__DATA SECTION__:
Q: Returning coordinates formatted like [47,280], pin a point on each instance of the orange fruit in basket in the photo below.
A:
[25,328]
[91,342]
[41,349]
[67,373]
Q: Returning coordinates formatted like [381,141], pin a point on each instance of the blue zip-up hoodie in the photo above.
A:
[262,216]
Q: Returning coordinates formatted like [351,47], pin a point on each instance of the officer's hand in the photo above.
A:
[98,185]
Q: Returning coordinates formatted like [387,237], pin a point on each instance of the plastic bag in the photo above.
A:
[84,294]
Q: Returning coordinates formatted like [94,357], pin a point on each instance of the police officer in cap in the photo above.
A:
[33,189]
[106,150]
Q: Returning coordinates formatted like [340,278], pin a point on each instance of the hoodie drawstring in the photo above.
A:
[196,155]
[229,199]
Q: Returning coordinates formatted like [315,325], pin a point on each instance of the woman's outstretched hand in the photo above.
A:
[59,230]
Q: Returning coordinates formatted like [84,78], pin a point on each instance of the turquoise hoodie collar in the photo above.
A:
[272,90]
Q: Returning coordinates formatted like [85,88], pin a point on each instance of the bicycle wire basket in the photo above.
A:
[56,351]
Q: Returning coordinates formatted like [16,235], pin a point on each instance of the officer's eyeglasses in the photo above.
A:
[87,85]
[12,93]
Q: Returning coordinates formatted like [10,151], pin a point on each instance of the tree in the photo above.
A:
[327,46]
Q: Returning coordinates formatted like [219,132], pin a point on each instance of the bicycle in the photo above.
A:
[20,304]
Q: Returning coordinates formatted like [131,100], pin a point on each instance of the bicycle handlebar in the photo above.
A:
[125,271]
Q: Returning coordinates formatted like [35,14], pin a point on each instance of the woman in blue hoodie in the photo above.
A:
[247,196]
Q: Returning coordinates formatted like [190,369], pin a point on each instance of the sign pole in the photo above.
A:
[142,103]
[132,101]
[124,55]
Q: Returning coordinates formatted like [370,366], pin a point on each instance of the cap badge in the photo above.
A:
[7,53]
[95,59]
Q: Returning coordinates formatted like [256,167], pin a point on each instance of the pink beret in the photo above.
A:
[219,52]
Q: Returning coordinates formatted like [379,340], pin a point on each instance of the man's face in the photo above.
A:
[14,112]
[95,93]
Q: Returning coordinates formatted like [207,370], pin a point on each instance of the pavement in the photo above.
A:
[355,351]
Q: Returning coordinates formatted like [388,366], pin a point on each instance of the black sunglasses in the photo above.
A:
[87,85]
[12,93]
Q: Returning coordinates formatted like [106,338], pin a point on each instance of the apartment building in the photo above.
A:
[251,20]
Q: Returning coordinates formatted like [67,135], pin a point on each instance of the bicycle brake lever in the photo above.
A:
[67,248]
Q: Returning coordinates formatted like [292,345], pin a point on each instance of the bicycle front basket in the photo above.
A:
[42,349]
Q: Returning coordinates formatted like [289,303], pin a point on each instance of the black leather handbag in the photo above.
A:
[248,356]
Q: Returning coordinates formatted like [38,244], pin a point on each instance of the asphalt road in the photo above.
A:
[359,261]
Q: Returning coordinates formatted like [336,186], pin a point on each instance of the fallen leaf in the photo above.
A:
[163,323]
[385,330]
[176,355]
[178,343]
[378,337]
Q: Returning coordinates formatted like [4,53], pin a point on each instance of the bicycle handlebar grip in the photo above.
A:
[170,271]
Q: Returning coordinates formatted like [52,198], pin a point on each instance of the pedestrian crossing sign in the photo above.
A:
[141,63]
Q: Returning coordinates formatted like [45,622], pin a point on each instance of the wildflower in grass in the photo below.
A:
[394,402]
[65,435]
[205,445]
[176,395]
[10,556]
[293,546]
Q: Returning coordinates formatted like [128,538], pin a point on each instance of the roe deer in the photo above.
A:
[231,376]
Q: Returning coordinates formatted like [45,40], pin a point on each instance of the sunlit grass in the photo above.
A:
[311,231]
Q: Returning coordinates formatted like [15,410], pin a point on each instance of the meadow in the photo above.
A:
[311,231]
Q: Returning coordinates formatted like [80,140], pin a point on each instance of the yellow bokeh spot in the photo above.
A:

__ASSIGNMENT__: Please tally the lines above that contain "blue" and report nothing but the total.

__RESPONSE__: 2